■ **Problems to solve**:
- 1) In the text on Malacoplasma penetrans below, what specific organelle does the organism use for adherence?
- 2) Continue the Malacoplasma penetrans article below from its last sentence.

■ **Text provided**:
Malacoplasma penetrans

Scientific classification
- Domain: Bacteria
- Kingdom: Bacillati
- Phylum: Mycoplasmatota
- Class: Mollicutes
- Order: Mycoplasmoidales
- Family: Mycoplasmoidaceae
- Genus: Malacoplasma
- Species: M. penetrans
- Binomial name: Malacoplasma penetrans (Lo et al.) Gupta et al. 2018
- Synonyms: Mycoplasma penetrans Lo et al. 1992;

= Malacoplasma penetrans =

- Genus: Malacoplasma
- Species: penetrans
- Authority: (Lo et al.) Gupta et al. 2018
- Synonyms: Mycoplasma penetrans

Species of bacterium

Malacoplasma penetrans (formerly Mycoplasma penetrans). It is pathogenic, though many infected show no symptoms. It is a sexually transmitted disease, though an infant may be infected during birth.

==Description==
It has an elongated shape and its cells possess two internal compartments, one packed with granules, the other filled with coarse granules (consistent with ribosomal structures). The organism has properties of adherence through a specific organelle called the tip organelle. M. Penetrans has a coding sequence (MYPE1570) similar to that of MYPE470 in Mycoplasma pneumoniae which codes for an accessory protein that aids in cytadherence, the adherence to respiratory epithelium. This similarity suggests M. penetrans could attach to host cells through cytadherence. Also, the CDS MYPE1550, which is near MYPE1570, of M. penetrans is orthologous to the hemadsorption protein HMW2 of M pneumoniae, suggesting the potential for M. penetrans to attach to and invade red blood cells.

■ **Records provided**:
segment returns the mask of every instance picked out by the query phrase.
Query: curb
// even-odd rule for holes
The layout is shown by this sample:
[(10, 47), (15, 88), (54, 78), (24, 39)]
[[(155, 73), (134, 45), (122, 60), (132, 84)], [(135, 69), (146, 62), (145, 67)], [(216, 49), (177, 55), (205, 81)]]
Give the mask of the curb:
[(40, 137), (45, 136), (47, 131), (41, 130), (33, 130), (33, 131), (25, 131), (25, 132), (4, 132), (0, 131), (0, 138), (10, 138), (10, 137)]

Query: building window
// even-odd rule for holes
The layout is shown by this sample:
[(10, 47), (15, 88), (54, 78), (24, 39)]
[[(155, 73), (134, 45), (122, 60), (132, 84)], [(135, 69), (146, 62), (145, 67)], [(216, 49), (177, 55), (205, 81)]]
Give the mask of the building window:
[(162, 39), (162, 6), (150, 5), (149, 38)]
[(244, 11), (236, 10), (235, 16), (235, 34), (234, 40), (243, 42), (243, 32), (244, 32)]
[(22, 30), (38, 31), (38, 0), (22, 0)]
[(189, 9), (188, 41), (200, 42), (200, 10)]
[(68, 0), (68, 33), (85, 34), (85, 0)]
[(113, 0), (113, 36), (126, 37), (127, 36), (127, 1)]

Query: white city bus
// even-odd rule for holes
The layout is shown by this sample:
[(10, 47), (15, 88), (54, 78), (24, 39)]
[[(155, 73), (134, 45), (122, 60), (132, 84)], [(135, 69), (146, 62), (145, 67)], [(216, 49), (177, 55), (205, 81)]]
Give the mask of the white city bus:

■ **Responses for each task**:
- 1) The tip organelle.

- 2)
==Virulence factors==
Mycoplasma penetrans, like many bacteria, exhibits a mechanism by which it can avoid an immune response in the host cells. This avoidance of immune responses is known as a virulence factor. The virulence factor that M. penetrans displays is antigenic variation, the ability to exchange or switch antigens against which the host cell produces antibodies. The mpl gene encodes for the bacteria's antigens and, like most genes, it contains a promoter region. In M. penetrans, this promoter region can undergo reversible inversion, allowing for variation in antigen production and, thus, the source for M. penetrans antigenic variation.

==Diseases==
Mycoplasma penetrans has been shown to hinder p53, a tumor suppressing gene that aids in regulating the cell cycle. There have also been cases of malignant pleural effusion, when patients exhibited chronic M. penetrans infection with various immunodeficiencies (such as HIV infections or anticancer treatment). This particular species is also a sexually transmitted disease and one cause of pelvic inflammatory disease.